[Annotated coordinate records]
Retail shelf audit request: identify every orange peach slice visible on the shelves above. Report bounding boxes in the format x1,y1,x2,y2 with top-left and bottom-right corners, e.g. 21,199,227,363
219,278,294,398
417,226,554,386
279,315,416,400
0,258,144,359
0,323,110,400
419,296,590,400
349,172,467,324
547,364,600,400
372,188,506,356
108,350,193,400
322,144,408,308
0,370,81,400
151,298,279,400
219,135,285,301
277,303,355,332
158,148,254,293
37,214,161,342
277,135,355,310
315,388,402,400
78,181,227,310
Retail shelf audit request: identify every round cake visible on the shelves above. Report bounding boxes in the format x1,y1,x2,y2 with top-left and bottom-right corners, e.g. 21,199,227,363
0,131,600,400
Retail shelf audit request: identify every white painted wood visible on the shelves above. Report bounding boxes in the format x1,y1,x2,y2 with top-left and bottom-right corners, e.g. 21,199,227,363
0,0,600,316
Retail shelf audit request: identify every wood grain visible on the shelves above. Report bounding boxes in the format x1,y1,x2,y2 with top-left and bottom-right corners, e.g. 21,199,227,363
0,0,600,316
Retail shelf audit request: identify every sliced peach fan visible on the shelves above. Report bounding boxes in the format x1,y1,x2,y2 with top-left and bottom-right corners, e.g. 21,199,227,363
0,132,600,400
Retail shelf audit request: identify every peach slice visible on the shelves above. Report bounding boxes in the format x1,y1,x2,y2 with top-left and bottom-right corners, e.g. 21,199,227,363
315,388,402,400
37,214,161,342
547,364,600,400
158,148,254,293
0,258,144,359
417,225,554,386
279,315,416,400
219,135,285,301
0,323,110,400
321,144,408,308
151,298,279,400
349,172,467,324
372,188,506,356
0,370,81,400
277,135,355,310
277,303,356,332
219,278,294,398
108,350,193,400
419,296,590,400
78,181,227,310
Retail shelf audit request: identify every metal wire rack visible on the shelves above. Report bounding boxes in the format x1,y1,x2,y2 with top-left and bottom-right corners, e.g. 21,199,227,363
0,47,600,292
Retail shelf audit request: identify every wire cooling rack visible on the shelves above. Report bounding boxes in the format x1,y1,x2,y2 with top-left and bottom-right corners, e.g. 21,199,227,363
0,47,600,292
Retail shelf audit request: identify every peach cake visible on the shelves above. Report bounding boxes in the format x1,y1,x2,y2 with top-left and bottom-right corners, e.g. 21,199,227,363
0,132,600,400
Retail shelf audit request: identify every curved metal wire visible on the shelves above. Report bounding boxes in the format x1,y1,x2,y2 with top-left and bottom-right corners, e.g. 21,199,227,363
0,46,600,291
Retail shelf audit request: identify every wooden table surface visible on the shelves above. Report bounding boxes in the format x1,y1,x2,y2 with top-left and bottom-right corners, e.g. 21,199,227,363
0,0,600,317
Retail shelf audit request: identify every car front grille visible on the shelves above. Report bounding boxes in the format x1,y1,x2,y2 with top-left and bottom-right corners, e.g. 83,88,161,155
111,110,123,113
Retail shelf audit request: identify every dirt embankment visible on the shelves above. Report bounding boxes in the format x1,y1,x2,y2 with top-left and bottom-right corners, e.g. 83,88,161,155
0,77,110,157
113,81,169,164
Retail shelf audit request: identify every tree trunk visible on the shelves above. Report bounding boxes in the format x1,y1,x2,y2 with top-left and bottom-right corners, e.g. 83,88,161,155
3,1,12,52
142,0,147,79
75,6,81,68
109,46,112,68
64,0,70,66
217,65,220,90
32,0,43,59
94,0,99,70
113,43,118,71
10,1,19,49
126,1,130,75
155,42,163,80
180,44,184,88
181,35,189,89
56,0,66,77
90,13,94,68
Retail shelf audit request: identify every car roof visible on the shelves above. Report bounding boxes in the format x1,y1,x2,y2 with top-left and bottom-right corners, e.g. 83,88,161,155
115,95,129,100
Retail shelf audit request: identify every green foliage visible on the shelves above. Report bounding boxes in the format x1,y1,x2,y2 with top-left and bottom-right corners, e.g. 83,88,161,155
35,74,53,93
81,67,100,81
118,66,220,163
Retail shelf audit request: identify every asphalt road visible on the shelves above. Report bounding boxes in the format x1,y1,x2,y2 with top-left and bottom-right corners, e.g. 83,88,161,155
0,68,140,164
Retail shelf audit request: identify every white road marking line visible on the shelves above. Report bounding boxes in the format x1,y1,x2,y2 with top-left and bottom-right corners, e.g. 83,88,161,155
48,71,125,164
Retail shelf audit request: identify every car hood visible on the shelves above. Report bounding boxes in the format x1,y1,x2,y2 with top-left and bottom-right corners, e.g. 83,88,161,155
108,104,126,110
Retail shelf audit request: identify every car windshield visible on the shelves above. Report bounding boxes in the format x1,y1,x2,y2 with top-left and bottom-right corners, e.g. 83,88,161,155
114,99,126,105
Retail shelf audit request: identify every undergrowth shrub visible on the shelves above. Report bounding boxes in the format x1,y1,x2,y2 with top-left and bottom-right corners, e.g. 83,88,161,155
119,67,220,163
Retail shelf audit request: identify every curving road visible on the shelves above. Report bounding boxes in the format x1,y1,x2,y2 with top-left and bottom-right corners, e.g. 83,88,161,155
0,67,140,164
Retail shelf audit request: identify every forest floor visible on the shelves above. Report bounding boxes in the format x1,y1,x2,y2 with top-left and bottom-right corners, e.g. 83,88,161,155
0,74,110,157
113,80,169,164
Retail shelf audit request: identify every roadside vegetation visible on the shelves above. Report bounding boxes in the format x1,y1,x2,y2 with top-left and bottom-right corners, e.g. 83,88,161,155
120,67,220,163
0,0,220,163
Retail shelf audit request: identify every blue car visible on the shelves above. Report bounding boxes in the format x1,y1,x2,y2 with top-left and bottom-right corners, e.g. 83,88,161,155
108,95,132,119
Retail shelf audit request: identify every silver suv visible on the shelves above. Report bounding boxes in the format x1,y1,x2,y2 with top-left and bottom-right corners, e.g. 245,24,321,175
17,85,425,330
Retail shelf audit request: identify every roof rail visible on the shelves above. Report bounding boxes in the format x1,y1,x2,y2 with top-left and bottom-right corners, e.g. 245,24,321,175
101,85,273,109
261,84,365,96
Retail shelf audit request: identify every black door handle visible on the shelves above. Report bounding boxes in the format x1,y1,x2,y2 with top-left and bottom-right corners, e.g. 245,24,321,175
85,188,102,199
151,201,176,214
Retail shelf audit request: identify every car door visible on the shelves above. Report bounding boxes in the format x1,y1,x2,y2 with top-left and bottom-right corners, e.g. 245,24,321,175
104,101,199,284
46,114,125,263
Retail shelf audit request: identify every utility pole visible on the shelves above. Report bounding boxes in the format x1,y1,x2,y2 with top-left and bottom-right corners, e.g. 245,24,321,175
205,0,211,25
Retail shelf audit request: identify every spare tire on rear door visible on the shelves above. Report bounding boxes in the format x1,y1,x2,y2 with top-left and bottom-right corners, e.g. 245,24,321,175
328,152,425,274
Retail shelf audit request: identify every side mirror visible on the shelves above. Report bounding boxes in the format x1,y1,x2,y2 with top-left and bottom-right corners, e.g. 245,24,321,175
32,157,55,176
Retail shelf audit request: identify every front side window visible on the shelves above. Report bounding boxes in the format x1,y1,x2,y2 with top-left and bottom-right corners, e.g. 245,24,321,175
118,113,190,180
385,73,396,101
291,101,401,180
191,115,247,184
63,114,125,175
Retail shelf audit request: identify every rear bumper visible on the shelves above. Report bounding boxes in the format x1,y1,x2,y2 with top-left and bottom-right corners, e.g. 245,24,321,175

▶ _Task prompt_
Rewrite all of the records with "bounding boxes" changed to "box coordinates" wherever it occurs. Keep everything else unchanged.

▶ _Response below_
Retail shelf audit request: identify every orange peach slice visible on the shelves above. Report box coordinates in the format x1,y1,x2,y2 with top-left and bottom-right corners, e.g. 21,199,227,363
219,278,294,398
417,226,554,386
279,315,416,400
0,258,144,359
0,323,110,400
419,296,590,400
349,172,467,324
547,364,600,400
372,188,506,356
108,350,193,400
322,144,408,308
0,370,81,400
151,298,279,400
219,135,285,301
277,303,355,332
158,148,254,293
37,214,161,342
277,135,355,310
315,388,402,400
78,181,227,310
Retail shelf audit request: identify every round cake visible on the shelves above. Report box coordinates in the format x1,y1,x2,y2 with top-left and bottom-right corners, e.g. 21,199,227,363
0,131,600,400
Retail shelf audit request: identify every white painted wood visible on the shelves above. Report box coordinates in the format x1,y1,x2,y2 with top-left and bottom-right corners, e.g. 21,199,227,363
0,0,600,316
Retail shelf audit request: identify every wood grain visible on the shelves above. Report box coordinates in the format x1,y1,x2,y2 with top-left and bottom-right corners, e.g. 21,199,227,363
0,0,600,316
Retail shelf audit request: identify every sliced peach fan visible on the shelves above. Report box coordinates in the format x1,y1,x2,y2 with top-left and bottom-right corners, e.g. 21,199,227,363
0,132,600,400
Retail shelf audit request: identify every peach slice visible on the shelves above. Report box coordinates in the format x1,y1,x2,y2 with top-left and bottom-right corners, e.g. 21,199,227,363
315,388,402,400
37,214,161,342
547,364,600,400
158,148,254,293
0,258,144,359
417,225,554,386
279,315,416,400
219,135,285,301
0,323,110,400
321,144,408,308
151,298,279,400
349,172,467,324
372,188,506,356
0,370,81,400
277,135,355,310
277,303,356,332
219,278,294,398
108,350,193,400
419,296,590,400
78,181,227,310
Retail shelf audit request: identify every metal wire rack visible on the shelves above. Report box coordinates in the format x1,y1,x2,y2 with top-left and bottom-right corners, e.g. 21,199,227,363
0,47,600,292
Retail shelf audit request: identify every wire cooling rack visible on the shelves above. Report box coordinates in the format x1,y1,x2,y2 with top-left and bottom-right corners, e.g. 21,199,227,363
0,47,600,292
Retail shelf audit request: identify every peach cake visible on the shelves above. Report box coordinates in the format x1,y1,x2,y2 with top-left and bottom-right corners, e.g. 21,199,227,363
0,132,600,400
Retail shelf audit request: identify every curved metal wire visible on the shelves above. Report box coordinates in the format x1,y1,x2,y2 with top-left and bottom-right corners, e.g. 21,199,227,363
0,46,600,291
Retail shelf audit request: identify every wooden table surface visible on the shelves above. Report box coordinates in the format x1,y1,x2,y2 with top-left and bottom-right corners, e.g. 21,199,227,363
0,0,600,317
Retail shelf audit request: identify every car front grille visible on the shelves above. Report box coordinates in the format x1,y1,x2,y2 with top-left and bottom-right corners, e.g. 83,88,161,155
111,110,123,113
Retail shelf audit request: identify every dirt embankment visible on the shelves above. Report box coordinates in the format x1,y1,x2,y2 with top-left and bottom-right corners, e.g. 83,88,161,155
0,77,110,157
113,81,169,164
Retail shelf audit request: identify every tree trunk visible on the shelves above. Report box coordinates in the format x1,y1,x2,y2 with top-left and bottom-right corners, e.g. 83,88,161,155
3,1,12,52
142,0,147,79
75,6,81,68
109,46,112,68
64,0,70,66
217,65,220,90
32,0,43,59
94,0,99,70
113,43,118,71
10,1,19,49
126,1,130,75
155,42,163,80
180,44,184,88
181,35,189,89
56,0,66,77
90,13,94,68
Retail shelf audit request: identify every car roof visible on the shelves above. Report box coordinates in the format x1,y1,x2,y2 with top-left and bottom-right corners, e.g. 83,88,161,155
115,95,129,100
Retail shelf audit request: identify every green foliage visible on the shelves above. Report box coordinates in the format x1,y1,x2,y2 with top-left and bottom-right corners, e.g. 83,88,161,155
35,74,53,93
81,67,100,81
118,66,220,163
Retail shelf audit request: identify every asphalt road visible on the shelves above. Report box coordinates in the format x1,y1,x2,y2 with top-left and bottom-right corners, e.g. 83,88,161,155
0,68,140,164
Retail shelf audit request: identify every white road marking line visible on the shelves above. Report box coordinates in the format x1,y1,x2,y2 with top-left and bottom-right corners, e.g. 83,88,161,155
48,71,125,164
Retail shelf audit request: identify every car hood visible on the shelves above. Report box coordinates in the format x1,y1,x2,y2 with top-left and bottom-right corners, e.g. 83,88,161,155
108,104,126,110
Retail shelf audit request: identify every car windshield visible on the shelves above. Report box coordinates in the format x1,y1,x2,y2 with top-left and bottom-right corners, e.g. 83,88,161,155
114,99,126,105
Retail shelf audit request: identify every undergrowth shrub visible on the shelves above. Report box coordinates in the format x1,y1,x2,y2 with top-left and bottom-right corners, e.g. 83,88,161,155
119,67,220,163
Retail shelf audit request: identify every curving road visible on the shelves above. Report box coordinates in the format x1,y1,x2,y2 with top-left and bottom-right corners, e.g. 83,88,161,155
0,67,140,164
Retail shelf audit request: identify every forest floor visible on the shelves above. Report box coordinates in the format x1,y1,x2,y2 with top-left and bottom-right corners, e.g. 83,88,161,155
0,74,110,157
113,80,169,164
Retail shelf audit request: identify every roadside vegetation visible on the shelves above. Report box coordinates in the format x1,y1,x2,y2 with top-left and bottom-right corners, e.g. 83,88,161,155
120,67,220,163
0,0,220,163
Retail shelf audit request: identify every blue car visible on the shelves above. Report box coordinates in the format x1,y1,x2,y2 with top-left and bottom-right corners, e.g. 83,88,161,155
108,95,132,119
Retail shelf audit request: identify every silver suv visible on the shelves above. Report box coordinates in the format x1,y1,x2,y2 with top-left and bottom-right corners, e.g. 245,24,321,175
17,85,425,330
Retail shelf audit request: identify every roof rail visible on the shelves above. Report box coordinates in the format x1,y1,x2,y2 with top-left and bottom-right corners, e.g. 245,24,321,175
101,85,273,109
261,84,365,96
Retail shelf audit request: identify every black door handle visible on the shelves above. Report box coordinates in the format x1,y1,x2,y2 with top-left and bottom-right corners, e.g. 245,24,321,175
85,188,102,199
151,201,176,214
Retail shelf audit request: identify every car door visible on the shelves above. Report box coordinates in the format x1,y1,x2,y2 with top-left and bottom-right corners, e.g. 245,24,321,175
104,101,199,284
46,114,125,263
Retail shelf audit request: identify every utility pole visible on the shelves above. Report box coordinates in the format x1,y1,x2,y2 with top-left and bottom-right corners, e.g. 245,24,321,175
205,0,211,25
Retail shelf audit request: identify every spare tire on rear door visible on the shelves above. Report box coordinates in the format x1,y1,x2,y2 with top-left and bottom-right corners, e.g. 245,24,321,175
328,152,425,274
Retail shelf audit request: identify every side mirror visible on the shelves above. Report box coordinates in the format x1,y1,x2,y2 with top-left and bottom-right corners, e.g. 245,24,321,175
32,157,55,176
Retail shelf audit request: identify every front side window visible on the shelves above. Report box coordinates in the format x1,y1,x2,y2 with top-left and bottom-right corners, e.g. 245,24,321,175
118,113,190,180
385,73,396,101
291,101,401,180
191,115,247,184
63,114,125,175
Retail shelf audit request: identify every rear bumper visible on the shelves above. Report box coordinates in the format x1,y1,x2,y2 with top-left and bottom-right corners, e.g. 245,24,321,175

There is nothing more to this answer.